• [STATED GOAL]:
Reproduce every one of the following items word for word.

• [THE RECORDS]:

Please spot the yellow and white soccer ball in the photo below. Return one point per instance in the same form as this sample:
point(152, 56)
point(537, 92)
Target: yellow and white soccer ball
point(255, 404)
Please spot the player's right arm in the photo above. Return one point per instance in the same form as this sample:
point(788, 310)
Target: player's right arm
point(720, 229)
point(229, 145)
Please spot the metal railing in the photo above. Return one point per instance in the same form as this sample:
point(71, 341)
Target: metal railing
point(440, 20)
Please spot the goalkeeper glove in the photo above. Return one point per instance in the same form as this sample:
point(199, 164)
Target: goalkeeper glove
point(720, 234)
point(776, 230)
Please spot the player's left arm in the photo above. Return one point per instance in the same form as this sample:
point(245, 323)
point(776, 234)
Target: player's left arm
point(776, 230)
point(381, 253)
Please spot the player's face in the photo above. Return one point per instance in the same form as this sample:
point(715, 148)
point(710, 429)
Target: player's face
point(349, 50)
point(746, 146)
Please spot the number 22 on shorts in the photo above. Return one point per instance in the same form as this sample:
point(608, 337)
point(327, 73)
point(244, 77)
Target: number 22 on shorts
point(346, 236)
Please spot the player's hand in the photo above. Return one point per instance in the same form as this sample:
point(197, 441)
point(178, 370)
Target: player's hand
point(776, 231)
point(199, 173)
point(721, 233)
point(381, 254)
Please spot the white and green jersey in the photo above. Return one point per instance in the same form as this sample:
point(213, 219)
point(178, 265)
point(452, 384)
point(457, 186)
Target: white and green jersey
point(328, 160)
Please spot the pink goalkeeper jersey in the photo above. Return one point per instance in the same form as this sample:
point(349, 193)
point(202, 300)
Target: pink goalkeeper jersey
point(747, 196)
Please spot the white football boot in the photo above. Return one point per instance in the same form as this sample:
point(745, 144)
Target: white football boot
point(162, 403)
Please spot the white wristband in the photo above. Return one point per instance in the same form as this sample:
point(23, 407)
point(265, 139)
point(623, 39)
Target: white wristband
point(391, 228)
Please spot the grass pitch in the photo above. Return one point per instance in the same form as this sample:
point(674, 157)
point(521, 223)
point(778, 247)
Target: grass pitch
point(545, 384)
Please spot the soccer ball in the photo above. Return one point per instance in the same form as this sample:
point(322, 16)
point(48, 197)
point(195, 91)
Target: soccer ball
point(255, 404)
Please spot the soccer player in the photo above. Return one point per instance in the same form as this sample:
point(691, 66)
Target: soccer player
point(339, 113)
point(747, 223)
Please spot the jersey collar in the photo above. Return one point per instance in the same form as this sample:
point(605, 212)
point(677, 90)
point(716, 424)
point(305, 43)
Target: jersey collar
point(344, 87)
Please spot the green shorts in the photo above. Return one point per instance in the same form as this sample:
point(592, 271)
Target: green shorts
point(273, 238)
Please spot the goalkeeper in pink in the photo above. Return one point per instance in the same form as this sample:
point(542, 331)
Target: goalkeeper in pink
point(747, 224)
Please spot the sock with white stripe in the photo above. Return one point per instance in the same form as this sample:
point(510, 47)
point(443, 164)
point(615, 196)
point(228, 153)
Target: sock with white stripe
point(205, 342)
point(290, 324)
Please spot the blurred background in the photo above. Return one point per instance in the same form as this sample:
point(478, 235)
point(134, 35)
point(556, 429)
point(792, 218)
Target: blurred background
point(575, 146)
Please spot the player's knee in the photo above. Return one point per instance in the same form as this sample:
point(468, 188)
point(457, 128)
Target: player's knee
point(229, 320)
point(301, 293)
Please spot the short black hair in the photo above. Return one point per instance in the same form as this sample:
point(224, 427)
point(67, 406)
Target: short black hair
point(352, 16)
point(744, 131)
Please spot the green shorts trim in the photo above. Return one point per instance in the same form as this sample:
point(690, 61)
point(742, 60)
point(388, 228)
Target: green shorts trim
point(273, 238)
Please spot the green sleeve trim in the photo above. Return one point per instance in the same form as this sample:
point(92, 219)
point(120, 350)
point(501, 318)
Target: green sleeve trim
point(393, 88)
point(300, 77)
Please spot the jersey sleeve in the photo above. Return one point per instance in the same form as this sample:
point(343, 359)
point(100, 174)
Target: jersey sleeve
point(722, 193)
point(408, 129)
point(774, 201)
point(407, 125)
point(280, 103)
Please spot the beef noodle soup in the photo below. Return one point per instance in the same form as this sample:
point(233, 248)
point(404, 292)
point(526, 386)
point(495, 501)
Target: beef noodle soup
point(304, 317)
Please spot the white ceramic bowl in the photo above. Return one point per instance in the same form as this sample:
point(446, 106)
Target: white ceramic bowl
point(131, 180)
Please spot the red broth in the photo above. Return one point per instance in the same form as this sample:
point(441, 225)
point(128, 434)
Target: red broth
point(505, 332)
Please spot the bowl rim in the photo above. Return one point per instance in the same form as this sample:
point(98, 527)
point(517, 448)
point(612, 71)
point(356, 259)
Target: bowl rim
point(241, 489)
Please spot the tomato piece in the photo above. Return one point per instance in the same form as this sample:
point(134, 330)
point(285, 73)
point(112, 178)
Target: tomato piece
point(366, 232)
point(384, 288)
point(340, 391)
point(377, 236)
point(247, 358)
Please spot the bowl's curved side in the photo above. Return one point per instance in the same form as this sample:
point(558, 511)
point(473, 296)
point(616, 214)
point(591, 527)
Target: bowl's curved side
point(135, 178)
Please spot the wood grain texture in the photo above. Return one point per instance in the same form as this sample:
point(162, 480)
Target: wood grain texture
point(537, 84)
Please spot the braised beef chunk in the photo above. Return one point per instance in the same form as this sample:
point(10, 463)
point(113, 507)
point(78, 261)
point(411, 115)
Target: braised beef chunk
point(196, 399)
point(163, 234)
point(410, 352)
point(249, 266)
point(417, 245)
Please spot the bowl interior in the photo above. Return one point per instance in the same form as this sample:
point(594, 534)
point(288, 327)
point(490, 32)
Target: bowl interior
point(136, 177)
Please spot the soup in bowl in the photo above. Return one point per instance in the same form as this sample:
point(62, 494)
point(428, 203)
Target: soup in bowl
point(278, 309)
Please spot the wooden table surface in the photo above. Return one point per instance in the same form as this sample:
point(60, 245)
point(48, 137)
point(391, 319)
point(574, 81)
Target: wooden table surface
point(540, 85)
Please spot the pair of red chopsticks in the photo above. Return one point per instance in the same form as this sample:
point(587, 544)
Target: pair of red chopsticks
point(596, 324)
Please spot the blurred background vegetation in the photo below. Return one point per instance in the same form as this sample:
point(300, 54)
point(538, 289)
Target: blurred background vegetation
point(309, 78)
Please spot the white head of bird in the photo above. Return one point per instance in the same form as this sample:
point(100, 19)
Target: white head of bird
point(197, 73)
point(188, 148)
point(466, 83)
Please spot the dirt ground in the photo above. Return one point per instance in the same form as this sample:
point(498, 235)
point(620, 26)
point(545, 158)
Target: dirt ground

• [EXERCISE OUTPUT]:
Please spot the yellow and white soccer ball in the photo below. Return one point per instance in the same form as this sample:
point(152, 56)
point(537, 92)
Target: yellow and white soccer ball
point(255, 404)
Please spot the player's right arm in the photo above. Return one point per instance in the same form as this sample:
point(788, 310)
Target: player's right arm
point(720, 229)
point(229, 145)
Please spot the metal railing in the photo above. Return one point per instance in the same form as this sample:
point(71, 341)
Target: metal railing
point(440, 20)
Please spot the goalkeeper glove in the photo above. Return one point per instance in the same form as this sample:
point(199, 164)
Target: goalkeeper glove
point(720, 234)
point(776, 230)
Please spot the player's left arm in the photo above. Return one point per instance in the same form as this sample:
point(245, 323)
point(776, 234)
Target: player's left arm
point(776, 230)
point(381, 253)
Please spot the player's face in the photo above. Return one point per instance in the same form as this sample:
point(715, 148)
point(710, 429)
Target: player's face
point(349, 50)
point(746, 146)
Please spot the number 22 on shorts in the photo above. Return one point per instance in the same form as this sample:
point(608, 337)
point(327, 73)
point(244, 77)
Target: number 22 on shorts
point(346, 236)
Please spot the player's hand in the photo above. Return one point per instance in the same form as this sample:
point(197, 441)
point(178, 370)
Target: player's hand
point(776, 231)
point(199, 173)
point(721, 233)
point(381, 254)
Please spot the white and green jersey in the photo above. Return one point per instance in the same form as this sample:
point(213, 219)
point(178, 265)
point(452, 384)
point(457, 186)
Target: white and green jersey
point(328, 160)
Please spot the pink goalkeeper jersey in the photo above. Return one point per instance in the same form as this sample:
point(349, 193)
point(202, 300)
Target: pink goalkeeper jersey
point(747, 196)
Please spot the white football boot in the photo above. Return one point per instance in the same form as this sample:
point(745, 144)
Target: white football boot
point(162, 403)
Please spot the white wristband in the photo above. Return one point per instance in the same form as this sample:
point(23, 407)
point(265, 139)
point(623, 39)
Target: white wristband
point(391, 228)
Please spot the grass pitch in the photo above. Return one point per instance in the same form as this sample:
point(674, 157)
point(521, 223)
point(778, 247)
Target: grass pitch
point(545, 384)
Please spot the soccer ball in the photo above. Return one point per instance in the same form as this sample:
point(322, 16)
point(48, 197)
point(195, 91)
Target: soccer ball
point(255, 404)
Please spot the soccer player in the photo above. Return one point per instance in the same form as this sample:
point(691, 66)
Target: soccer player
point(339, 113)
point(747, 223)
Please spot the jersey collar in the photo above. Return one point per instance in the same form as this sample:
point(605, 212)
point(677, 90)
point(716, 424)
point(305, 43)
Target: jersey collar
point(344, 87)
Please spot the green shorts in the photo above. Return one point per instance in the same form as this sample:
point(592, 271)
Target: green shorts
point(273, 238)
Please spot the goalkeeper in pink in the photo above. Return one point per instance in the same form as this sample:
point(542, 331)
Target: goalkeeper in pink
point(747, 224)
Please spot the sock with white stripe in the photo above. Return one point per instance in the same form as this sample:
point(510, 47)
point(443, 164)
point(615, 196)
point(228, 153)
Target: sock with white stripe
point(205, 342)
point(290, 324)
Please spot the blurred background in the photo above. Return one point per instance in the same form as this sample:
point(478, 235)
point(134, 35)
point(556, 429)
point(792, 218)
Target: blurred background
point(575, 146)
Please spot the player's knee in the photo above. Return one point per instance in the same form as this sample:
point(468, 188)
point(457, 128)
Target: player's knee
point(229, 320)
point(301, 293)
Please spot the short black hair in the photo above. Return one point per instance in the same form as this sample:
point(224, 427)
point(67, 406)
Target: short black hair
point(352, 16)
point(744, 131)
Please spot the green shorts trim in the photo above. Return one point per instance in the same form as this sample:
point(690, 61)
point(742, 60)
point(388, 228)
Target: green shorts trim
point(273, 238)
Please spot the green sleeve trim in the photo above. Return one point per instance in the same form as this sample:
point(92, 219)
point(120, 350)
point(501, 318)
Target: green sleeve trim
point(393, 88)
point(300, 77)
Please spot the jersey sleeve in the photo above. Return one point per instance in the same form as this sample:
point(343, 359)
point(100, 174)
Target: jersey sleeve
point(722, 193)
point(408, 129)
point(774, 201)
point(407, 125)
point(280, 103)
Please spot the beef noodle soup in the photo below. Return one point per instance in the same form as this sample:
point(233, 248)
point(404, 292)
point(526, 386)
point(495, 501)
Target: beef noodle soup
point(304, 317)
Please spot the white ceramic bowl in the photo above. Return one point per instance in the same form as this sample:
point(446, 106)
Target: white ceramic bowl
point(131, 180)
Please spot the red broth in the photo above. Return one point per instance in the same form as this sample:
point(441, 225)
point(128, 434)
Target: red broth
point(505, 332)
Please spot the bowl rim in the photo above. Return one point per instance in the same form as this sample:
point(98, 527)
point(517, 448)
point(612, 71)
point(356, 259)
Target: bowl rim
point(241, 489)
Please spot the tomato piece in the photo above. Return one point per instance in the same form as this sample:
point(134, 330)
point(285, 73)
point(112, 178)
Target: tomato piece
point(366, 232)
point(384, 288)
point(340, 391)
point(377, 236)
point(247, 358)
Please spot the bowl's curved side in the photo above. Return one point per instance in the same form as this sample:
point(558, 511)
point(473, 296)
point(616, 214)
point(591, 527)
Target: bowl's curved side
point(135, 178)
Please spot the wood grain texture in the photo above. Return one point per instance in the same form as this sample:
point(162, 480)
Target: wood grain texture
point(537, 84)
Please spot the braised beef chunk in the photo above. Return one point per instance in the same form as this sample:
point(10, 463)
point(113, 507)
point(78, 261)
point(411, 115)
Target: braised beef chunk
point(196, 399)
point(163, 234)
point(410, 352)
point(249, 266)
point(417, 245)
Please spot the bowl interior in the photo above. Return one point per instance in the same form as this sample:
point(594, 534)
point(288, 327)
point(490, 32)
Target: bowl interior
point(136, 177)
Please spot the soup in bowl in the photo above. Return one point per instance in the same form as this sample:
point(62, 494)
point(428, 203)
Target: soup in bowl
point(278, 309)
Please spot the wooden table surface in the photo above. Return one point per instance in the same form as this sample:
point(60, 245)
point(48, 137)
point(391, 319)
point(574, 81)
Target: wooden table surface
point(540, 85)
Please spot the pair of red chopsticks in the photo above. Return one point per instance in the same form as this sample:
point(587, 544)
Target: pair of red chopsticks
point(596, 324)
Please spot the blurred background vegetation in the photo below. Return one point per instance in the same form as this sample:
point(300, 54)
point(538, 289)
Target: blurred background vegetation
point(309, 78)
Please spot the white head of bird in the photo above. Return one point per instance in the same form as this sample:
point(100, 19)
Target: white head of bird
point(197, 73)
point(188, 148)
point(466, 83)
Please spot the dirt ground in the photo above. Return one point per instance in the same form as this sample:
point(498, 235)
point(620, 26)
point(545, 158)
Target: dirt ground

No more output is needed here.